◆ **Stated problem A**: According to the essay, at what age did the writer finally understand what self-love is?
◆ **Stated problem B**: Reproduce the essay word for word from "This is the" to "doesn’t fall down.".
◆ **Stated problem C**: Using the essay, explain in one to three sentences why the writer kept hitting their head against the wall instead of getting through it.

◆ **Source document**:
The Story Of My Personal Berlin Wall

Ioana Cristina Casapu
P.S. I Love You
Published in
11 min readJun 20, 2018

In which, at 31, in a foreign city, I surrender to myself and I finally understand what self-love is.

self portrait, 2017, Berlin

They say bottom line is where change is. They say something will grow from what you are going through and it will be you. This is nice, and hopeful. But they don’t describe how you will die a progressive, agonizing death in order to really start living. Nobody told me change feels like you either join the military or else rot in the jail of your own patterns and addictions.

This is the story of my personal Berlin wall and what I’ve found on each side of it.

Since nobody told me that I could build a doorway through the wall, I instead kept hitting my head to the wall with obnoxiousness, pride and despair, constantly wondering why it doesn’t fall down.

It is a commonly perpetuated idea that emotional walls are blocking people from venturing into life. There are walls that are bad for you and there are walls that are good for you. Think about it, you need walls in order to build a roof above your head. You also build walls to cage a dangerous outlaw. Some walls bring comfort and protection, and some bring division and dissolution. There are walls that will keep you safe from harm, and walls that will prevent you from growing.

So how does one know which wall to break down and which wall to build up?

I have an overwhelming capacity to accommodate emotional baggage. I mostly struggled to find something to do with it for the past, well, 20 years. Recently, my body decided to build a protective layer for itself. Since my mind was scattering in all the four winds aimlessly trying to figure out a resolution for why my life is the way it is, you could say it was a knock out decision. Body-mind: 1–0.

◆ **Provided records**:
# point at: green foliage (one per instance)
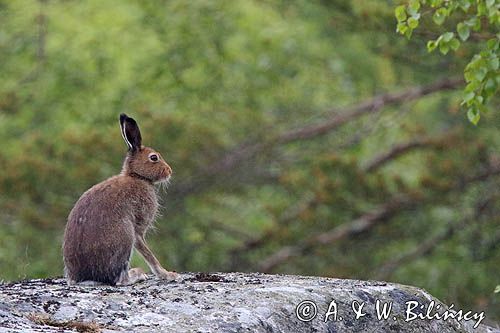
(482, 73)
(206, 80)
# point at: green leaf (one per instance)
(463, 31)
(474, 23)
(468, 97)
(439, 16)
(464, 4)
(480, 73)
(493, 63)
(400, 13)
(448, 36)
(454, 44)
(444, 48)
(431, 45)
(493, 44)
(413, 7)
(490, 87)
(412, 22)
(402, 28)
(473, 115)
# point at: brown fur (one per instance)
(113, 216)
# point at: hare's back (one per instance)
(99, 236)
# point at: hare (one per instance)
(113, 216)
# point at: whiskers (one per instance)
(164, 184)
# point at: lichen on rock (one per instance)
(224, 302)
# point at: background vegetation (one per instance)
(306, 137)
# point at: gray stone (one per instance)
(227, 302)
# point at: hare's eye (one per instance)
(153, 157)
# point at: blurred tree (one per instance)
(305, 138)
(482, 18)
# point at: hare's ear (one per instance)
(130, 132)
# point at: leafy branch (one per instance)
(482, 72)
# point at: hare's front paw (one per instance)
(166, 275)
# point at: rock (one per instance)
(227, 302)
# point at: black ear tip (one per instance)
(123, 117)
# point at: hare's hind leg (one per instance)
(153, 263)
(131, 276)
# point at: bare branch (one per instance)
(403, 148)
(339, 117)
(357, 226)
(361, 224)
(429, 245)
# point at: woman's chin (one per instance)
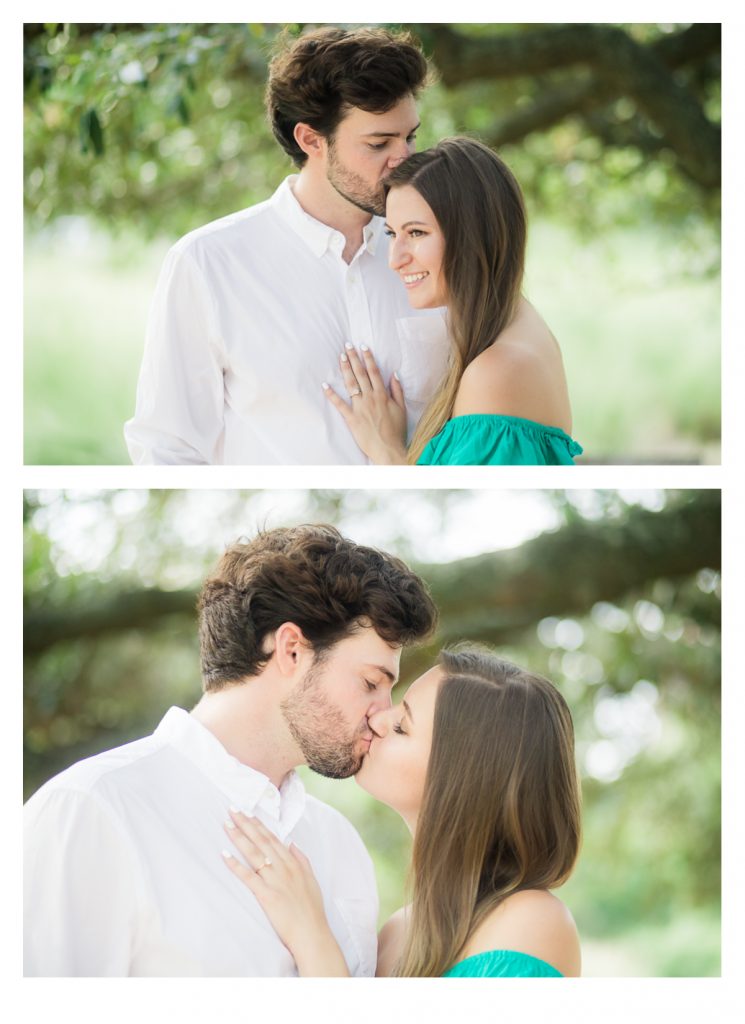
(422, 301)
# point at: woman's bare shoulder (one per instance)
(390, 941)
(521, 374)
(532, 922)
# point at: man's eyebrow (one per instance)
(389, 134)
(409, 223)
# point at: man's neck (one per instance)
(320, 200)
(250, 726)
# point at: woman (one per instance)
(479, 761)
(457, 228)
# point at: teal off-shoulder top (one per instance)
(480, 439)
(502, 964)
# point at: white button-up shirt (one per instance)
(250, 317)
(124, 872)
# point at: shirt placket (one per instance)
(360, 324)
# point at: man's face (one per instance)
(364, 150)
(329, 710)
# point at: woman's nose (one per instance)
(379, 722)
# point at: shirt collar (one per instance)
(318, 237)
(246, 788)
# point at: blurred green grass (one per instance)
(640, 336)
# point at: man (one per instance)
(253, 311)
(301, 633)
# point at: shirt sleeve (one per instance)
(80, 889)
(179, 412)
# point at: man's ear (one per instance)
(310, 141)
(291, 648)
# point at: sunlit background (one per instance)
(614, 595)
(136, 134)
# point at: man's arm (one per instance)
(80, 890)
(180, 394)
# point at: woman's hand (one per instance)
(377, 418)
(282, 881)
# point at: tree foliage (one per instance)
(162, 126)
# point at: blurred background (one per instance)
(613, 595)
(135, 134)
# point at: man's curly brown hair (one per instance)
(314, 578)
(317, 78)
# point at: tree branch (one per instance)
(620, 68)
(494, 596)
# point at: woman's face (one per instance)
(395, 766)
(418, 247)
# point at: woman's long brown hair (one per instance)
(501, 808)
(480, 210)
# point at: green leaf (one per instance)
(91, 131)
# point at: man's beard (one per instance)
(354, 188)
(319, 729)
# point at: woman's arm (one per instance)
(533, 922)
(282, 881)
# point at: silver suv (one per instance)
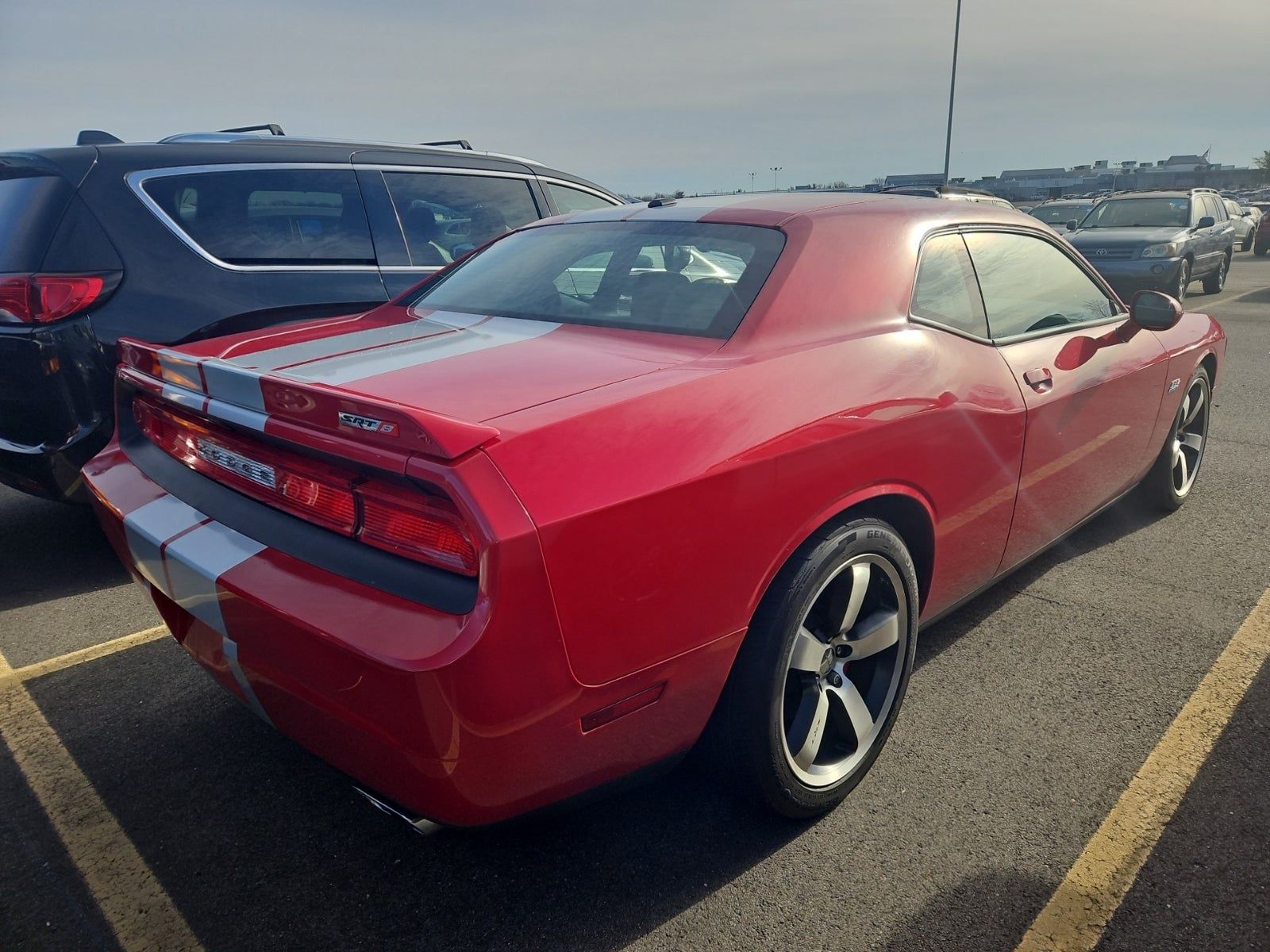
(1159, 240)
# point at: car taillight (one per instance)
(42, 298)
(403, 520)
(429, 528)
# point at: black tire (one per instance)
(746, 739)
(1214, 282)
(1183, 279)
(1160, 486)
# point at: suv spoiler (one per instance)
(313, 414)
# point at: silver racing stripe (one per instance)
(495, 332)
(321, 348)
(149, 527)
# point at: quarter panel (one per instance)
(664, 514)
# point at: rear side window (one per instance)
(1030, 286)
(270, 216)
(679, 277)
(31, 206)
(444, 216)
(573, 200)
(945, 291)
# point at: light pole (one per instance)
(948, 141)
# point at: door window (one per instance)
(270, 216)
(572, 200)
(945, 291)
(1030, 286)
(444, 216)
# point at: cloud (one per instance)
(660, 94)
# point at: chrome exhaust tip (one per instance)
(418, 824)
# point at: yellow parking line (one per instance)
(1100, 879)
(133, 900)
(88, 654)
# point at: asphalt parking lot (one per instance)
(1029, 715)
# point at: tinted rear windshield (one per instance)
(1140, 213)
(31, 205)
(1054, 213)
(676, 277)
(270, 216)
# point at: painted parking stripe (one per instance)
(497, 332)
(125, 888)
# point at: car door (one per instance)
(1091, 386)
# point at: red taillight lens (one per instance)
(403, 520)
(425, 528)
(41, 298)
(311, 490)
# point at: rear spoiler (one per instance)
(300, 412)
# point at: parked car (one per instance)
(1159, 240)
(210, 234)
(958, 194)
(1058, 213)
(501, 541)
(1244, 222)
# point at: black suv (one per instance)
(209, 234)
(1159, 240)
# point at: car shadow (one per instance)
(990, 911)
(51, 550)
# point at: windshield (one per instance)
(1057, 213)
(676, 277)
(1140, 213)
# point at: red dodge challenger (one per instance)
(638, 478)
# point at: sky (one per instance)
(648, 95)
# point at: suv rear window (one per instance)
(677, 277)
(270, 216)
(446, 216)
(31, 205)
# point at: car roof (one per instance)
(220, 149)
(774, 209)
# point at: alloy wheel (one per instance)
(1191, 435)
(844, 670)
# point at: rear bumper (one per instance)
(55, 406)
(461, 719)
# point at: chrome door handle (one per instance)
(1039, 378)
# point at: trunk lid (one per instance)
(408, 380)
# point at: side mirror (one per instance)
(1155, 310)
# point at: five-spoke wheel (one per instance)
(844, 670)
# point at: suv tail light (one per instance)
(406, 522)
(42, 298)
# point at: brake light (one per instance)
(397, 520)
(314, 492)
(42, 298)
(429, 528)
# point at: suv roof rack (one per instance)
(95, 137)
(460, 143)
(271, 127)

◆ **Expected output A**: At 31.

◆ **Expected output B**:
This is the story of my personal Berlin wall and what I’ve found on each side of it.

Since nobody told me that I could build a doorway through the wall, I instead kept hitting my head to the wall with obnoxiousness, pride and despair, constantly wondering why it doesn’t fall down.

◆ **Expected output C**: Nobody told the writer that a doorway could be built through the wall. So the writer kept hitting their head against it with obnoxiousness, pride and despair, constantly wondering why it didn't fall down.